EXERCISE 1:
In the Qualcomm passage, replace "predecessor" with "forerunner" and restate the text between "Mollenkopf has already" and "together that offer.", inclusive.
EXERCISE 2:
Name every distinct person and organization mentioned in the Qualcomm passage.
EXERCISE 3:
Translate this sentence from the Qualcomm passage into Spanish: "Jacobs has yet to secure the funds to put together that offer."

PASSAGE TO READ:

• • •

Mollenkopf has already faced questions internally about his leadership. In
March, his predecessor, Paul Jacobs, stepped down from Qualcomm's board of
directors to pursue a long-shot acquisition bid for Qualcomm, which has a market
capitalization of $93 billion. His exit followed disagreements with Mollenkopf
over his strategy, sources said at the time. Jacobs has yet to secure the funds
to put together that offer.
Later in March, investor frustration spilled over into Qualcomm's annual
shareholder meeting, when Mollenkopf was re-elected to the company's board with
only 45 percent of the shares outstanding. Shareholder advisory firms such as
Egan-Jones Proxy Services said that anything less than 80 to 90 percent of the
vote would undermine the authority of Mollenkopf and other board directors.

• • •

RECORD SET:

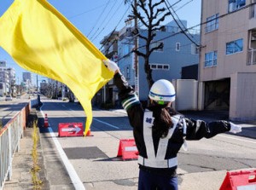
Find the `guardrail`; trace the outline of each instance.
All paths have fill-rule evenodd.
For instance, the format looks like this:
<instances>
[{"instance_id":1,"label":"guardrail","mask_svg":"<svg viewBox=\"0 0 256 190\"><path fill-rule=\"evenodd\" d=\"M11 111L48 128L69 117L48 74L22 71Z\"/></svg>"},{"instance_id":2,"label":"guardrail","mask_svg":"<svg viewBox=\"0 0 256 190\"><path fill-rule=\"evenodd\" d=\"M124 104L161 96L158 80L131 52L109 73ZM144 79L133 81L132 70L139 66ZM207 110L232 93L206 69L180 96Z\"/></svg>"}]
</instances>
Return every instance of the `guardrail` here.
<instances>
[{"instance_id":1,"label":"guardrail","mask_svg":"<svg viewBox=\"0 0 256 190\"><path fill-rule=\"evenodd\" d=\"M20 140L23 136L29 112L30 103L0 129L0 190L6 180L11 180L12 160L15 153L20 150Z\"/></svg>"}]
</instances>

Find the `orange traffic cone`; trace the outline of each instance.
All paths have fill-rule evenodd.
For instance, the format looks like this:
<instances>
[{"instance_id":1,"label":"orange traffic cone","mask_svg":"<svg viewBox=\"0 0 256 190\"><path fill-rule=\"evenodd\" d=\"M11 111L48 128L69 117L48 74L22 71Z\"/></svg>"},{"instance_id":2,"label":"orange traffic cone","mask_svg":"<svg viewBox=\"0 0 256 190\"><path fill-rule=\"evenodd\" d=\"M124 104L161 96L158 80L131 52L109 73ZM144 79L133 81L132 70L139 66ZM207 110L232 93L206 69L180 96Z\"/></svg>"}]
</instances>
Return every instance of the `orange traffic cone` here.
<instances>
[{"instance_id":1,"label":"orange traffic cone","mask_svg":"<svg viewBox=\"0 0 256 190\"><path fill-rule=\"evenodd\" d=\"M46 113L45 113L45 117L44 117L44 127L49 127L48 117L47 117Z\"/></svg>"},{"instance_id":2,"label":"orange traffic cone","mask_svg":"<svg viewBox=\"0 0 256 190\"><path fill-rule=\"evenodd\" d=\"M93 135L90 133L90 129L86 133L86 136L93 136Z\"/></svg>"}]
</instances>

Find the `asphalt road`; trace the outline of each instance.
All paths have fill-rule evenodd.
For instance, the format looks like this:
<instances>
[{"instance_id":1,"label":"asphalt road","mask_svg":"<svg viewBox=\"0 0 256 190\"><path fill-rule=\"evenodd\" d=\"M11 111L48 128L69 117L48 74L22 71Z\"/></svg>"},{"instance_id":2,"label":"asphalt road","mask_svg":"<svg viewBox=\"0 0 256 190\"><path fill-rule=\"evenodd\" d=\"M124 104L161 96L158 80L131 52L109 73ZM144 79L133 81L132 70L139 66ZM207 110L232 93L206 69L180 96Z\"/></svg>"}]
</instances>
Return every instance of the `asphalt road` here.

• • •

EXERCISE SOLUTION 1:
Mollenkopf has already faced questions internally about his leadership. In
March, his forerunner, Paul Jacobs, stepped down from Qualcomm's board of
directors to pursue a long-shot acquisition bid for Qualcomm, which has a market
capitalization of $93 billion. His exit followed disagreements with Mollenkopf
over his strategy, sources said at the time. Jacobs has yet to secure the funds
to put together that offer.

EXERCISE SOLUTION 2:
Mollenkopf, Paul Jacobs, Qualcomm, Egan-Jones Proxy Services

EXERCISE SOLUTION 3:
Jacobs todavía no ha conseguido los fondos para armar esa oferta.